§ **To do**
Check each line of the data below for the string "rail". Then give the number of lines that have it, without anything else.

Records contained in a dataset
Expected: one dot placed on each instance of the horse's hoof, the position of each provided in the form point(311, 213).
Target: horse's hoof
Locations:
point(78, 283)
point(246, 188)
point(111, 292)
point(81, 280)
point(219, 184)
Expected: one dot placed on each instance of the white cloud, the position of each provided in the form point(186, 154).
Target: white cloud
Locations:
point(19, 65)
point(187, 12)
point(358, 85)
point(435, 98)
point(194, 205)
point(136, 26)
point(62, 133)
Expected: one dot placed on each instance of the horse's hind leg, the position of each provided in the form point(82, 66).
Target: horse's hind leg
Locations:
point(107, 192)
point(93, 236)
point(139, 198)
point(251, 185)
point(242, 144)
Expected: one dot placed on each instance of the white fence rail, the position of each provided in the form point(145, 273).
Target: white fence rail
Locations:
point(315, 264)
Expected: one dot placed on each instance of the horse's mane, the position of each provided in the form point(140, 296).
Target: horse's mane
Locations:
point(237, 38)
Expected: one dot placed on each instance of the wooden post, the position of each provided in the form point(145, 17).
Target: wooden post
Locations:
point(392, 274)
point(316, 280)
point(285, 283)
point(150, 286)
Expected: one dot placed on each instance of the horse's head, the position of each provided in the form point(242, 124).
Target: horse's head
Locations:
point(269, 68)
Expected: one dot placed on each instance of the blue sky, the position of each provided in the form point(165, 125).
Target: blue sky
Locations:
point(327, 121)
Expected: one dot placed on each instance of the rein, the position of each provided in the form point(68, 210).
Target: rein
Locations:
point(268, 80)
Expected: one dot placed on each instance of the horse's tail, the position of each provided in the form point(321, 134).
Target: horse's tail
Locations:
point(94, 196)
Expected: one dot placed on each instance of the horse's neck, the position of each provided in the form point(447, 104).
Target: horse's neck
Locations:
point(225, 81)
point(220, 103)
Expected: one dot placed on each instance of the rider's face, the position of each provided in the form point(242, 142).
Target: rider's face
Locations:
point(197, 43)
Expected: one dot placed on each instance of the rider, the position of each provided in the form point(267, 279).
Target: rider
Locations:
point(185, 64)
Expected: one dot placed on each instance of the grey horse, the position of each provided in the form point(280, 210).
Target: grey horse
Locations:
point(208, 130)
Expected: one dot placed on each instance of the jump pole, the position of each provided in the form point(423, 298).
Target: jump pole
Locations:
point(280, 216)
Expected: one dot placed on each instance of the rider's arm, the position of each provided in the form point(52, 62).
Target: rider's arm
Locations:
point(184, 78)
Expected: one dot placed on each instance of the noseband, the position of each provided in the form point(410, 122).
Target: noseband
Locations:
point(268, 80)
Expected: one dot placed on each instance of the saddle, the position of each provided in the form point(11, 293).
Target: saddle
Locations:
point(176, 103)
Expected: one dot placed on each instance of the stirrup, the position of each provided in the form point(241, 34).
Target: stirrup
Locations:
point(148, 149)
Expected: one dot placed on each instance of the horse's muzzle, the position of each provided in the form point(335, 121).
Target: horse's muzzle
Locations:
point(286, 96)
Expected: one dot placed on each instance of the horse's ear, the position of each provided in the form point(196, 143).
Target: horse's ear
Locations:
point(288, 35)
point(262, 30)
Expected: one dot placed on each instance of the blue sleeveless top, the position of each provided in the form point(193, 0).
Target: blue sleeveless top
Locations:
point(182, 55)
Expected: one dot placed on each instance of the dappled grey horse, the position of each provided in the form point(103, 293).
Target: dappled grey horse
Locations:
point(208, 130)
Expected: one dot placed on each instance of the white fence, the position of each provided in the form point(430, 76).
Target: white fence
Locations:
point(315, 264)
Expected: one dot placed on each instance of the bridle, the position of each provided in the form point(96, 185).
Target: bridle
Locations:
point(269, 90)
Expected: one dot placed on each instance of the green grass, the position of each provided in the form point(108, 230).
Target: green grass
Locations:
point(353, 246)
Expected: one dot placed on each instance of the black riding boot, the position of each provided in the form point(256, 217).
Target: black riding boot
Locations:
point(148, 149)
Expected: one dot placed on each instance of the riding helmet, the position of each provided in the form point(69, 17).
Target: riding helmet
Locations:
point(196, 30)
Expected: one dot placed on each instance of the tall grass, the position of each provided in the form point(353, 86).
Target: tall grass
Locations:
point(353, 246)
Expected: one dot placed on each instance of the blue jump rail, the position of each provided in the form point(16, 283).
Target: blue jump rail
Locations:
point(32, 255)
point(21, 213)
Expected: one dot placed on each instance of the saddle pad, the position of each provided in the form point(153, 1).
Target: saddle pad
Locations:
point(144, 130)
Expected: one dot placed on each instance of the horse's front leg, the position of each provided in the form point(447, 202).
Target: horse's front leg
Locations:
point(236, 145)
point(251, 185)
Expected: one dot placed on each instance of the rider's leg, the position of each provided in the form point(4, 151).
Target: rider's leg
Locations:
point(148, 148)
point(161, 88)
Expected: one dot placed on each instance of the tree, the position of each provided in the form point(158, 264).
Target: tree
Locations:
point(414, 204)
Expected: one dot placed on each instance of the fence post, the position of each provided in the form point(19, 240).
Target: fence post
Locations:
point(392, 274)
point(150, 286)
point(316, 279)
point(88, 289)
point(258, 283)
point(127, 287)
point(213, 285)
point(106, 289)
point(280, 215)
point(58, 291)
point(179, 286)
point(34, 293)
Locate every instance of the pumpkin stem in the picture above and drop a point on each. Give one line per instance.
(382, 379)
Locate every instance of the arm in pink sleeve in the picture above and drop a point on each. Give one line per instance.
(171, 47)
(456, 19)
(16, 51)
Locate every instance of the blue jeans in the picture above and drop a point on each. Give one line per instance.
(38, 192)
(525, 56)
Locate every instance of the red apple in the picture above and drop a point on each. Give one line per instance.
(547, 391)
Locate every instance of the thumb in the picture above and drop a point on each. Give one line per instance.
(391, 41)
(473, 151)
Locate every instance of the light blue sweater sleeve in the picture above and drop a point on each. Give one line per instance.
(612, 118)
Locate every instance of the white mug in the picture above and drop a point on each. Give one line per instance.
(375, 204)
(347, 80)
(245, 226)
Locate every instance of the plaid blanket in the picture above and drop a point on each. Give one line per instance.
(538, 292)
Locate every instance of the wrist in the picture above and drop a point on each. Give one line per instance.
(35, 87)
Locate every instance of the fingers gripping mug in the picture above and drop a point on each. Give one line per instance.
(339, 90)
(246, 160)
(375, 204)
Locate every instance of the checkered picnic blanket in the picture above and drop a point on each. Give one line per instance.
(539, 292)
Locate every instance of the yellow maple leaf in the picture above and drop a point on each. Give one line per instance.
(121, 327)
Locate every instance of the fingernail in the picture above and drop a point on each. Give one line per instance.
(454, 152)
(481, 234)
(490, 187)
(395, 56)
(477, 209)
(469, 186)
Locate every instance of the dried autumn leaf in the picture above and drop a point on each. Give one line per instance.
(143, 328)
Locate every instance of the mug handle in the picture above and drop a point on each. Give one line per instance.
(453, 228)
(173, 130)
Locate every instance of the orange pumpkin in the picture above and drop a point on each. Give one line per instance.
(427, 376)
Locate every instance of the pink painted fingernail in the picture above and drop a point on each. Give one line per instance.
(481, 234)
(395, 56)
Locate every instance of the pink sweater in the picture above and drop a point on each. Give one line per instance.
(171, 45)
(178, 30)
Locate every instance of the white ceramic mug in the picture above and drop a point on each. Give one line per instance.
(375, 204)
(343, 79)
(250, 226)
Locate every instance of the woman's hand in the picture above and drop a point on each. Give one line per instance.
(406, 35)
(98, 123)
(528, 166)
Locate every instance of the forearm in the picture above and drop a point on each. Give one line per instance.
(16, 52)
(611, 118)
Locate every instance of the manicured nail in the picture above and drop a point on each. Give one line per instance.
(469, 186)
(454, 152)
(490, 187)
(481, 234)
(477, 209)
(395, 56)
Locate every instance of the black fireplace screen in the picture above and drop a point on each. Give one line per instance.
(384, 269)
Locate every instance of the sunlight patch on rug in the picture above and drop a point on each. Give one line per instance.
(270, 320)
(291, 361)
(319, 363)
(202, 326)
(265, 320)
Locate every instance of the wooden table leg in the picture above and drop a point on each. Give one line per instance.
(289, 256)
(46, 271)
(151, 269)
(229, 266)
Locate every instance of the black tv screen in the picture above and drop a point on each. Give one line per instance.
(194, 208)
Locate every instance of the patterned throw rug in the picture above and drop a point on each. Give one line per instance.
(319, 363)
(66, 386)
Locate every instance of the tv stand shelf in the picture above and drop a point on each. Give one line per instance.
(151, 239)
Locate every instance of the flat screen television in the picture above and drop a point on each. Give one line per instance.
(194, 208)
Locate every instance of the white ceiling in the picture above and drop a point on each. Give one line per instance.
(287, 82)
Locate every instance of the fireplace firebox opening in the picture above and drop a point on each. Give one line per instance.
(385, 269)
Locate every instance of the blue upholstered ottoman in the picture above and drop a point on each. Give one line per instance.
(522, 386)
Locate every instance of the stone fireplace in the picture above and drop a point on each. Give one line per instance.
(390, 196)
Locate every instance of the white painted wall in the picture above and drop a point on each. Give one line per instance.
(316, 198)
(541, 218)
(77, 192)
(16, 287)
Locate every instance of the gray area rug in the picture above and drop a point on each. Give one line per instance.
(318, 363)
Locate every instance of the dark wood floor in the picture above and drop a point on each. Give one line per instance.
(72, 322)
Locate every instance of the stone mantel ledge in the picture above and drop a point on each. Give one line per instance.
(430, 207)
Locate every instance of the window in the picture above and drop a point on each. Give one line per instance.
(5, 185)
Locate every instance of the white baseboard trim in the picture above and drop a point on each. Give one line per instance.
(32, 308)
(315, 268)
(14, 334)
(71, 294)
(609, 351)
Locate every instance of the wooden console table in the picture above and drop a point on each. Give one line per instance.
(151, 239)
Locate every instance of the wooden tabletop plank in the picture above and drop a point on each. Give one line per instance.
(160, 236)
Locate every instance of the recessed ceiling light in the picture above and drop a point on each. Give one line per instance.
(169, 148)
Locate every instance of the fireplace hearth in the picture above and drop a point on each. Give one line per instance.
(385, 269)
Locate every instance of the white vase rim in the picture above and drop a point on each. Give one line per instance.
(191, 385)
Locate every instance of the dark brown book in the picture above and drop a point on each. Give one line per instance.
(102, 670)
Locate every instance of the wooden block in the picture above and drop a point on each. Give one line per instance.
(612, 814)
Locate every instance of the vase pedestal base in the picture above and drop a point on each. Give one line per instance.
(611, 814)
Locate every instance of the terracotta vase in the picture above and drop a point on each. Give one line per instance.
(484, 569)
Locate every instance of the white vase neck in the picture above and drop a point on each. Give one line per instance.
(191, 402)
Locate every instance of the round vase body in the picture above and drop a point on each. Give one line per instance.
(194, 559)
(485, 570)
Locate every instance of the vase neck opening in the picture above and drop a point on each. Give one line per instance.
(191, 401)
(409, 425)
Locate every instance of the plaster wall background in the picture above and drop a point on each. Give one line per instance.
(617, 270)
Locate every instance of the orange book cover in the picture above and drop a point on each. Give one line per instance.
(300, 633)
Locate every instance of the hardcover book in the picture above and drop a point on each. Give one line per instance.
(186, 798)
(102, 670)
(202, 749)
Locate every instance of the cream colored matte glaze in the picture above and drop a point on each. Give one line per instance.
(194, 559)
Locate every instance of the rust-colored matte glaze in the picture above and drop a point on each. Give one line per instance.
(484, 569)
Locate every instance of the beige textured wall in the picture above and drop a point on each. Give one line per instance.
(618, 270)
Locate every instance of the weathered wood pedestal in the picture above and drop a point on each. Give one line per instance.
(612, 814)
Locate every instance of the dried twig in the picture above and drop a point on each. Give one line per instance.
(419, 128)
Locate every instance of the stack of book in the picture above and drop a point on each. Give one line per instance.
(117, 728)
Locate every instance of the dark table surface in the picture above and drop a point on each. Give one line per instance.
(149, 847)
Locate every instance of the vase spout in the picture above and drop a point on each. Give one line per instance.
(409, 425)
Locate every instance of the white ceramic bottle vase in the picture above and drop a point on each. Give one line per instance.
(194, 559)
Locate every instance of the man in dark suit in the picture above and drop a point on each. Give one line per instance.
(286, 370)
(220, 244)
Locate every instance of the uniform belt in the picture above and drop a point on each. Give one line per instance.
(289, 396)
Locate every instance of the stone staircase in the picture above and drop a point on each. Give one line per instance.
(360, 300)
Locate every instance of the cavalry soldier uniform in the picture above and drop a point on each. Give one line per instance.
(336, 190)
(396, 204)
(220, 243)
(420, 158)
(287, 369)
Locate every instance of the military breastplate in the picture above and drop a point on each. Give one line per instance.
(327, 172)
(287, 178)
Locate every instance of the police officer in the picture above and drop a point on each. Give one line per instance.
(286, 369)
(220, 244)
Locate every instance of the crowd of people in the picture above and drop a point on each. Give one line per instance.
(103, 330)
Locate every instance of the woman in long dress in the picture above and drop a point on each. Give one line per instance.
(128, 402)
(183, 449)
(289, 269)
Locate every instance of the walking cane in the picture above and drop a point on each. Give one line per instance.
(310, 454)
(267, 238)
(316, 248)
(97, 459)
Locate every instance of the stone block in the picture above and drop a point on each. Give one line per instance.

§ **Response**
4